What you need to do
Reproduce every line of the data below word for word, leaving out the pictures.

(Detection annotation records)
—————
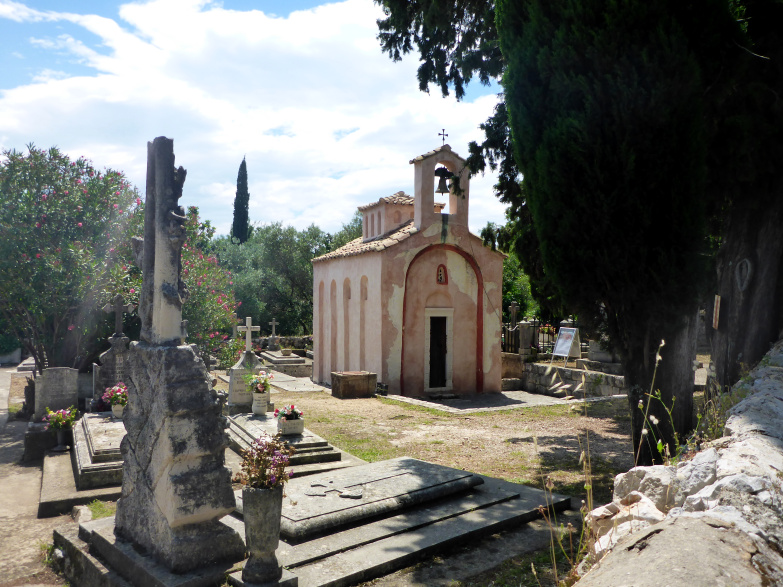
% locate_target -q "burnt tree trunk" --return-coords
[708,198,783,389]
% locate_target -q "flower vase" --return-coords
[52,428,68,452]
[253,391,270,416]
[277,418,304,436]
[242,485,283,583]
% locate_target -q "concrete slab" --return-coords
[227,566,299,587]
[16,357,35,373]
[386,391,626,414]
[227,414,354,477]
[55,468,578,587]
[261,351,307,365]
[38,452,120,518]
[272,376,328,392]
[278,478,520,567]
[71,412,125,490]
[280,457,484,542]
[78,516,244,587]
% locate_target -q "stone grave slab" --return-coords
[272,374,326,392]
[228,414,348,474]
[16,357,35,373]
[38,449,120,518]
[261,351,307,365]
[72,412,125,490]
[260,350,313,377]
[33,367,79,422]
[280,457,484,542]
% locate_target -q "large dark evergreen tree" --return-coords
[231,157,250,244]
[498,0,720,462]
—————
Solution for this exercise
% locate_target -q "burnt tree trunk" --return-coords
[708,198,783,389]
% locate_target -q "flower vase" --return-coords
[52,428,68,452]
[253,391,270,416]
[277,418,304,436]
[242,485,283,583]
% locate_target -q "concrete slab" --return-coords
[227,566,299,587]
[16,357,35,373]
[386,391,626,414]
[227,414,354,477]
[55,468,578,587]
[261,351,307,365]
[38,452,120,518]
[272,376,328,392]
[278,478,520,567]
[71,412,125,490]
[280,457,484,542]
[78,516,244,587]
% locate_target -q "stone grave slab" --return-coords
[272,374,326,392]
[228,414,348,474]
[16,357,35,373]
[38,449,120,518]
[261,351,307,365]
[72,412,125,490]
[260,350,313,377]
[33,367,79,422]
[280,457,484,542]
% locate_target -q "large dark evergreen tree" --return-coords
[231,157,250,244]
[498,0,720,462]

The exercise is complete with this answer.